Fig. 2 Time dependence of Rh(III) extraction with APILs and [P₆₆₆₁₄][Cl]. Organic phase: [IL]_org = 0.1 mol dm⁻³; aqueous phase: [Rh]_init = 0.1 mmol dm⁻³; [HCl]_aq = 1.0 mol dm⁻³; O/A = 1; T = 25 °C.

In previous reports, Rh(III) extraction from a HCl solution with a phosphonium-based IL has been shown to proceed with fast kinetics by the anion-exchange mechanism.^26,35,43,45 Therefore, Rh(III) extraction with APILs may be attributed not only to simple anion-exchange but also inner-sphere substitution processes. If the extraction mechanism relates to inner-sphere substitution, hydrated water (H₂O) molecules contained in Rh(III) aquo/chloro complexes (e.g., [RhCl₄(H₂O)₂]⁻) should be substituted by other ligands to form an extractable species. The lifetime of a hydrated H₂O molecule in the first coordination sphere (τH₂O) is a measurable indicator for the lability of metal ions in the inner-sphere substitution reaction and τH₂O of Rh(III) is 14 years.^36,56 This low reactivity of Rh(III) is the reason for the extremely slow extraction of Rh(III). An extraction time of more than 3 weeks was required to reach equilibrium, in the following experiments.

▶ Exercise material:

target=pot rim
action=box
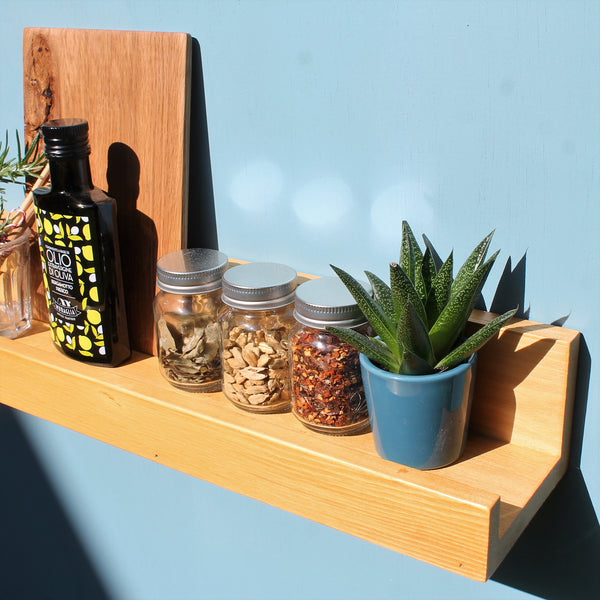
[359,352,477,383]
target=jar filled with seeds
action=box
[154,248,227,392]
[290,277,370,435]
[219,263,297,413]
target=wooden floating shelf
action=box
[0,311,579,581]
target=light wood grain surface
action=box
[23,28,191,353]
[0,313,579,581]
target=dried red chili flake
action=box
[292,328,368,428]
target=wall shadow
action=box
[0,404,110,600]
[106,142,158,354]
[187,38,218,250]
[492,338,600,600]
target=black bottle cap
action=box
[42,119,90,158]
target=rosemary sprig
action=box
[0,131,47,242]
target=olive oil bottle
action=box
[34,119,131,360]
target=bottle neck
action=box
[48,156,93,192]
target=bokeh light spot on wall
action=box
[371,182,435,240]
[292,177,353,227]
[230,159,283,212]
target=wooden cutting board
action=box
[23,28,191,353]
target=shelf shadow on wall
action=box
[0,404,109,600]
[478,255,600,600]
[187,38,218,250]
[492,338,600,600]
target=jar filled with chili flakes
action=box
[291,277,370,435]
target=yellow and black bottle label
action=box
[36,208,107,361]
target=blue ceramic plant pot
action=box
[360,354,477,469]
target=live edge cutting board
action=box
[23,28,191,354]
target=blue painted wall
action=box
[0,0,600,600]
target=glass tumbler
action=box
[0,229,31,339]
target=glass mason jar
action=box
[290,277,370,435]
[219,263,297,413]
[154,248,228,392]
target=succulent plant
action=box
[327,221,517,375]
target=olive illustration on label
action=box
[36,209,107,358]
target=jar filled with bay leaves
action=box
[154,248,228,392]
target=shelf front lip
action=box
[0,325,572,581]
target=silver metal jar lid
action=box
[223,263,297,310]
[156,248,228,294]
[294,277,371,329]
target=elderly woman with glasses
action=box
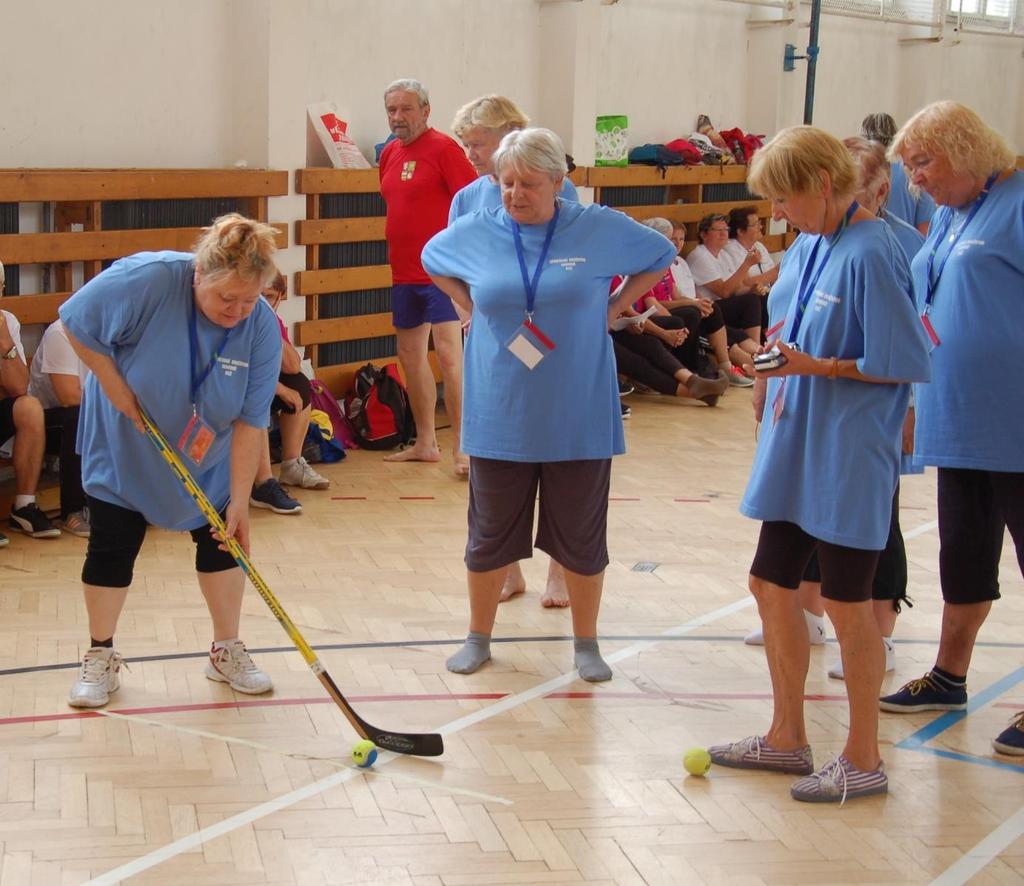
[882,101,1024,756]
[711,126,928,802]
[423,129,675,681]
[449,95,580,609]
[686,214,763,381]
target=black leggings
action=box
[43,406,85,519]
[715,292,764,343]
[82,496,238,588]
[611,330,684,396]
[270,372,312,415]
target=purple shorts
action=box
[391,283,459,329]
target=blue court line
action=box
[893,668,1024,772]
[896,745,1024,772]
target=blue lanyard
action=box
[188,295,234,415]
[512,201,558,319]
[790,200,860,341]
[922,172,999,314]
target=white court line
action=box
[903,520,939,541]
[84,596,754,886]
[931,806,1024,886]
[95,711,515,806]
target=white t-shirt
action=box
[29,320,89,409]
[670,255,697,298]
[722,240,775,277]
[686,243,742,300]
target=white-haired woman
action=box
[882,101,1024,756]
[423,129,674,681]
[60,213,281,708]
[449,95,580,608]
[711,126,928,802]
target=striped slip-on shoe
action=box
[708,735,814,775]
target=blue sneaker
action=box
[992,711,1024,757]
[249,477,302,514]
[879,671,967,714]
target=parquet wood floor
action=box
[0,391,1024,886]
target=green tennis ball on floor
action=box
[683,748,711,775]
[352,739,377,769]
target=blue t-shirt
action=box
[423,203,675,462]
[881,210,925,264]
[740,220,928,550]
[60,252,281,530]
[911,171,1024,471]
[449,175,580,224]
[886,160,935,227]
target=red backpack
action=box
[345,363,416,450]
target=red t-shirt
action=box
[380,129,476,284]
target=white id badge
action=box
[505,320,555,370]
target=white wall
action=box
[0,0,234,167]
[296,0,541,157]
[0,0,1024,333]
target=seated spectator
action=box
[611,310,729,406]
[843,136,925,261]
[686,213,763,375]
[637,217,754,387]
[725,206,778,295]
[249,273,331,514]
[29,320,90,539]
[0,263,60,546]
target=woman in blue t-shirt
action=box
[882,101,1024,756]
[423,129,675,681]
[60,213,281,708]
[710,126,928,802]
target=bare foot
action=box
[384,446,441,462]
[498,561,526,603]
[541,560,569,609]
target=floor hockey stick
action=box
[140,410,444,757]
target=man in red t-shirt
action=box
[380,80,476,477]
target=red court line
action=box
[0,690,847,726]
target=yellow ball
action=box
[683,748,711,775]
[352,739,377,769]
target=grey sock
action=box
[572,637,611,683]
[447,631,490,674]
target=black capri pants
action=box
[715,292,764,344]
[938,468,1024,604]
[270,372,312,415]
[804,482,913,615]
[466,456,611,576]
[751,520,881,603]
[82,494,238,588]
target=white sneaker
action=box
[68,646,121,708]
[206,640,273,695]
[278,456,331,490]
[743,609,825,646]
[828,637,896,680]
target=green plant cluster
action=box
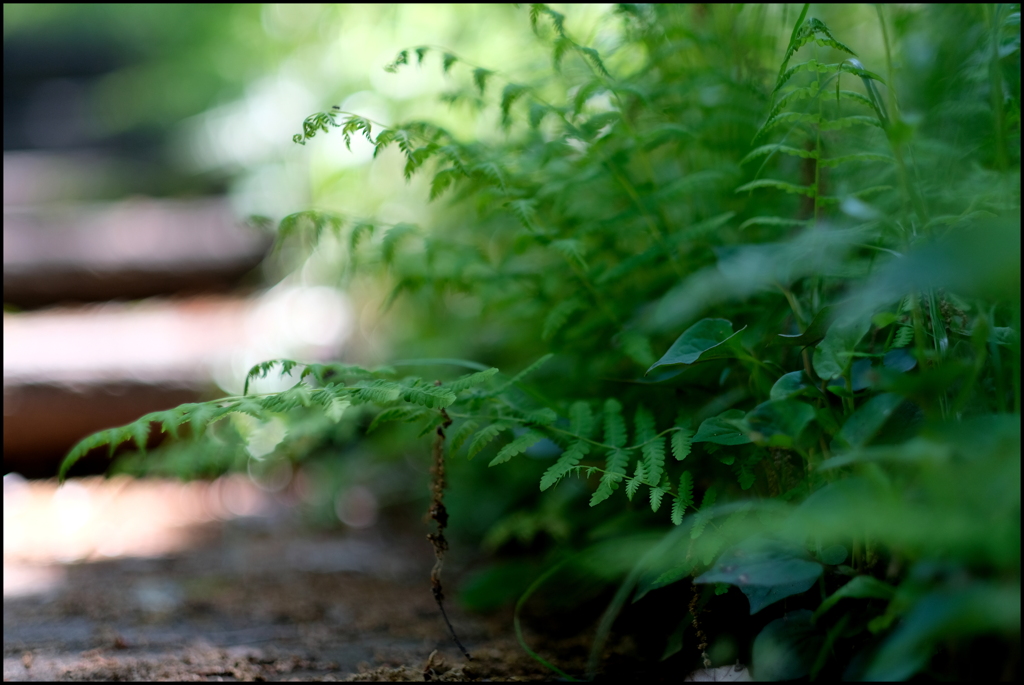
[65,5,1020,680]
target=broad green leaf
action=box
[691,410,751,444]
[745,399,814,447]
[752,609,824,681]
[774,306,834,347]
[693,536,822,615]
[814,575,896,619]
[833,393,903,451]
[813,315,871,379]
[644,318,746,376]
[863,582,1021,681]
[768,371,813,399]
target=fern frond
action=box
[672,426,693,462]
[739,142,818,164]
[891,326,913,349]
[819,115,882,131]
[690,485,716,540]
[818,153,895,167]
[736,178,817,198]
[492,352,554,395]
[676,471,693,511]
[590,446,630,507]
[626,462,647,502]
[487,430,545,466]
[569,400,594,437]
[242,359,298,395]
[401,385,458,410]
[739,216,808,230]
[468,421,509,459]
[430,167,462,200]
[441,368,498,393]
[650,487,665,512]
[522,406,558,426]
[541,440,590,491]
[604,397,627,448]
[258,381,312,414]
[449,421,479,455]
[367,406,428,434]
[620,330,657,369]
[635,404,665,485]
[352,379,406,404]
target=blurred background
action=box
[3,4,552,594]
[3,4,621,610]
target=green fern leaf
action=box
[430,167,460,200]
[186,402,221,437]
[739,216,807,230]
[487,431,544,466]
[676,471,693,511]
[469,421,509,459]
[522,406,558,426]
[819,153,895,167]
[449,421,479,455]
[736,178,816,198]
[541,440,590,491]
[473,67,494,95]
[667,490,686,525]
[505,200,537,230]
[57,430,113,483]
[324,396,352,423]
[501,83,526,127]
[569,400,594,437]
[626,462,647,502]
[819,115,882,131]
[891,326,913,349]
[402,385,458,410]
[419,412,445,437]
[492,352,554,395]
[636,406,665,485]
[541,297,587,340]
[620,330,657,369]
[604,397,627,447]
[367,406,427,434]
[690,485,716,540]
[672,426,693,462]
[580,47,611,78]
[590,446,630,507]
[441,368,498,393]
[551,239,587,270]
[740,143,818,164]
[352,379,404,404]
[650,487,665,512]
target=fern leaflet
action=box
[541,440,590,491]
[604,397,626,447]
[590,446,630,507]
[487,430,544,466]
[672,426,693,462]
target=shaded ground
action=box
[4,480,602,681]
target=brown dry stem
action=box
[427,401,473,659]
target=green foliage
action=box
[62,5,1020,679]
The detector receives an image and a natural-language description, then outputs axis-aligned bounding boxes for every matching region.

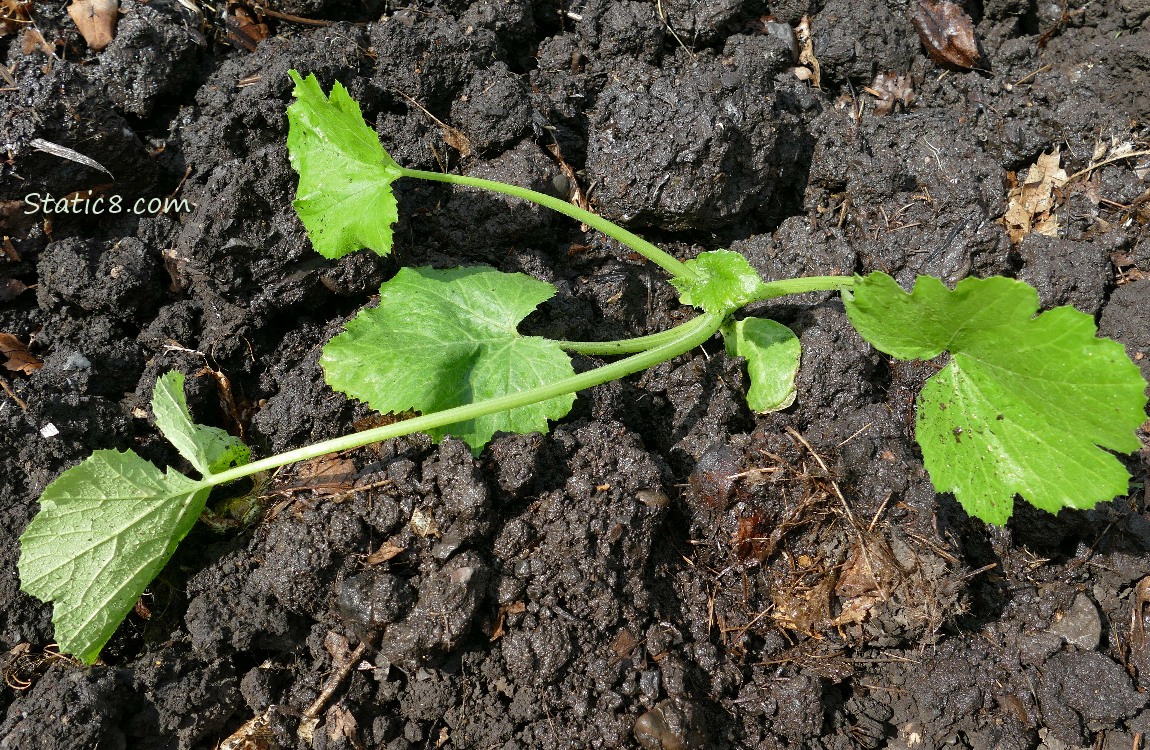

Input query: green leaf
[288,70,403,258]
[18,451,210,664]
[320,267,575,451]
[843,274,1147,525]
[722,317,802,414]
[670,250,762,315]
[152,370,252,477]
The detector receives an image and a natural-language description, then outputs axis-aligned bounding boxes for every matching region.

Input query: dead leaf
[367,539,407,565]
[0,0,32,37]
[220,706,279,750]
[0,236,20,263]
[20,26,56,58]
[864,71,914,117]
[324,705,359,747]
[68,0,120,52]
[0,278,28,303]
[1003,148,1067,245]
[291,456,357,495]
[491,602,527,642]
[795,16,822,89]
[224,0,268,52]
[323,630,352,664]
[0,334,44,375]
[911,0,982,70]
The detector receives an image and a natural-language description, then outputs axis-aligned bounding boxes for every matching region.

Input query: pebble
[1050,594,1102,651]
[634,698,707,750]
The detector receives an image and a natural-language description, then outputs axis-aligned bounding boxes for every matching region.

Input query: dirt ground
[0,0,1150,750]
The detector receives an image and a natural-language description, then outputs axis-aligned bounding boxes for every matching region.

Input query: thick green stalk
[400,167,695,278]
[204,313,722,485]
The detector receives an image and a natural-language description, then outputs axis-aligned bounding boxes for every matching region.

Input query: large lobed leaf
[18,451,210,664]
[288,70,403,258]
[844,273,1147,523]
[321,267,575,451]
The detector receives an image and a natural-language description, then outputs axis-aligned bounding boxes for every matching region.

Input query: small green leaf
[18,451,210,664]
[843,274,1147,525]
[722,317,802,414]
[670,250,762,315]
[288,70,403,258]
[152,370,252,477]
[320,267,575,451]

▶ Stated problem 1: Reproduce the passage on Rh(III) extraction word for word, in its entirety.
▶ Stated problem 2: Quote the records, beginning at their first line and stopping after the line that contains "[0,311,579,581]", with both ends included. Give only those lines, and leave the pictures out.
The passage on Rh(III) extraction and the records were drawn from unrelated sources.

▶ Exercise response 1:
Fig. 2 Time dependence of Rh(III) extraction with APILs and [P₆₆₆₁₄][Cl]. Organic phase: [IL]_org = 0.1 mol dm⁻³; aqueous phase: [Rh]_init = 0.1 mmol dm⁻³; [HCl]_aq = 1.0 mol dm⁻³; O/A = 1; T = 25 °C.

In previous reports, Rh(III) extraction from a HCl solution with a phosphonium-based IL has been shown to proceed with fast kinetics by the anion-exchange mechanism.^26,35,43,45 Therefore, Rh(III) extraction with APILs may be attributed not only to simple anion-exchange but also inner-sphere substitution processes. If the extraction mechanism relates to inner-sphere substitution, hydrated water (H₂O) molecules contained in Rh(III) aquo/chloro complexes (e.g., [RhCl₄(H₂O)₂]⁻) should be substituted by other ligands to form an extractable species. The lifetime of a hydrated H₂O molecule in the first coordination sphere (τH₂O) is a measurable indicator for the lability of metal ions in the inner-sphere substitution reaction and τH₂O of Rh(III) is 14 years.^36,56 This low reactivity of Rh(III) is the reason for the extremely slow extraction of Rh(III). An extraction time of more than 3 weeks was required to reach equilibrium, in the following experiments.

▶ Exercise response 2:
target=pot rim
action=box
[359,352,477,383]
target=jar filled with seeds
action=box
[154,248,227,392]
[290,277,370,435]
[219,263,297,413]
target=wooden floating shelf
action=box
[0,311,579,581]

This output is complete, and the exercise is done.